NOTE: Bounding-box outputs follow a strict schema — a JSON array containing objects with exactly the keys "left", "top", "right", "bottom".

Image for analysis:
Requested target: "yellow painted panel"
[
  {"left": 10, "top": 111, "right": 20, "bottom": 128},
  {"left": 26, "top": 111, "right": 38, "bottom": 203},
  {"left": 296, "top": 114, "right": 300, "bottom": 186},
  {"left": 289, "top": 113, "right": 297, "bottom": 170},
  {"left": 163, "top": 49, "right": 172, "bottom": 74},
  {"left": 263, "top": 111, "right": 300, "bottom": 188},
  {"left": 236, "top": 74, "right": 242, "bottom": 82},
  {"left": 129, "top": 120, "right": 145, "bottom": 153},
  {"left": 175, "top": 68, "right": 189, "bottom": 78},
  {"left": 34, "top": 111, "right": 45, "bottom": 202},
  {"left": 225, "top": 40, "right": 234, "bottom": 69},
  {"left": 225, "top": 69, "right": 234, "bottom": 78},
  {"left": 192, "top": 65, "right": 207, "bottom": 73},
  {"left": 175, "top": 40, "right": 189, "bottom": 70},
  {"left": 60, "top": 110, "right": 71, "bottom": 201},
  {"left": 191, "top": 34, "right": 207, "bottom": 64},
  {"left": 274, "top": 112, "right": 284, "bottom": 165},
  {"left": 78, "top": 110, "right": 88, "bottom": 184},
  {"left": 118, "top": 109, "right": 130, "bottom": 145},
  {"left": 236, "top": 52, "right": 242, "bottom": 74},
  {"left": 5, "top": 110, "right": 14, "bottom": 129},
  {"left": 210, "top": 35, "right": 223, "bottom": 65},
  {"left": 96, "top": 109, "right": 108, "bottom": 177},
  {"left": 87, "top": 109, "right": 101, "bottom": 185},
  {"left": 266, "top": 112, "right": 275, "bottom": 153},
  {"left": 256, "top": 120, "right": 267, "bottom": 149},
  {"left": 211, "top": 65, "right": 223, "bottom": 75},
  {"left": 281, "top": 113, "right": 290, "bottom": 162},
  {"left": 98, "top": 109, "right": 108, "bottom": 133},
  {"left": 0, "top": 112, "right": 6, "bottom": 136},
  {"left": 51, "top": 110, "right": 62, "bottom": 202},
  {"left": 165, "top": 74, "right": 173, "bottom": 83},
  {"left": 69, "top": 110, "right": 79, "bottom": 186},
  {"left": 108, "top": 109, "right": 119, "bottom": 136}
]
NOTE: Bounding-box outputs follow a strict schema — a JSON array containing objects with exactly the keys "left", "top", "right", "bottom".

- _Problem to solve_: Nothing in the entries may be left out; each line is to be output exactly.

- _Result of the task_:
NOTE: Bounding-box outputs follow a strict schema — a JSON array containing objects with exactly the keys "left", "top", "right", "bottom".

Image for analysis:
Requested target: "yellow painted panel"
[
  {"left": 10, "top": 111, "right": 20, "bottom": 128},
  {"left": 26, "top": 111, "right": 38, "bottom": 203},
  {"left": 296, "top": 114, "right": 300, "bottom": 186},
  {"left": 289, "top": 113, "right": 297, "bottom": 170},
  {"left": 163, "top": 49, "right": 172, "bottom": 74},
  {"left": 263, "top": 111, "right": 300, "bottom": 188},
  {"left": 236, "top": 74, "right": 242, "bottom": 82},
  {"left": 129, "top": 120, "right": 145, "bottom": 153},
  {"left": 175, "top": 68, "right": 189, "bottom": 78},
  {"left": 34, "top": 111, "right": 45, "bottom": 202},
  {"left": 225, "top": 40, "right": 234, "bottom": 69},
  {"left": 225, "top": 69, "right": 234, "bottom": 78},
  {"left": 192, "top": 65, "right": 207, "bottom": 73},
  {"left": 175, "top": 40, "right": 189, "bottom": 70},
  {"left": 60, "top": 110, "right": 71, "bottom": 201},
  {"left": 191, "top": 34, "right": 207, "bottom": 64},
  {"left": 274, "top": 112, "right": 284, "bottom": 165},
  {"left": 78, "top": 110, "right": 88, "bottom": 184},
  {"left": 118, "top": 109, "right": 130, "bottom": 145},
  {"left": 236, "top": 52, "right": 242, "bottom": 74},
  {"left": 5, "top": 110, "right": 14, "bottom": 129},
  {"left": 210, "top": 35, "right": 223, "bottom": 65},
  {"left": 96, "top": 109, "right": 108, "bottom": 177},
  {"left": 87, "top": 109, "right": 101, "bottom": 185},
  {"left": 266, "top": 112, "right": 275, "bottom": 153},
  {"left": 256, "top": 120, "right": 267, "bottom": 149},
  {"left": 211, "top": 65, "right": 223, "bottom": 75},
  {"left": 281, "top": 113, "right": 290, "bottom": 162},
  {"left": 98, "top": 109, "right": 108, "bottom": 133},
  {"left": 0, "top": 112, "right": 6, "bottom": 136},
  {"left": 51, "top": 110, "right": 62, "bottom": 202},
  {"left": 165, "top": 74, "right": 173, "bottom": 83},
  {"left": 69, "top": 110, "right": 79, "bottom": 186},
  {"left": 108, "top": 109, "right": 119, "bottom": 136}
]
NOTE: Bounding-box outputs follow a strict schema — a JSON array containing objects with exactly the keys "left", "top", "right", "bottom".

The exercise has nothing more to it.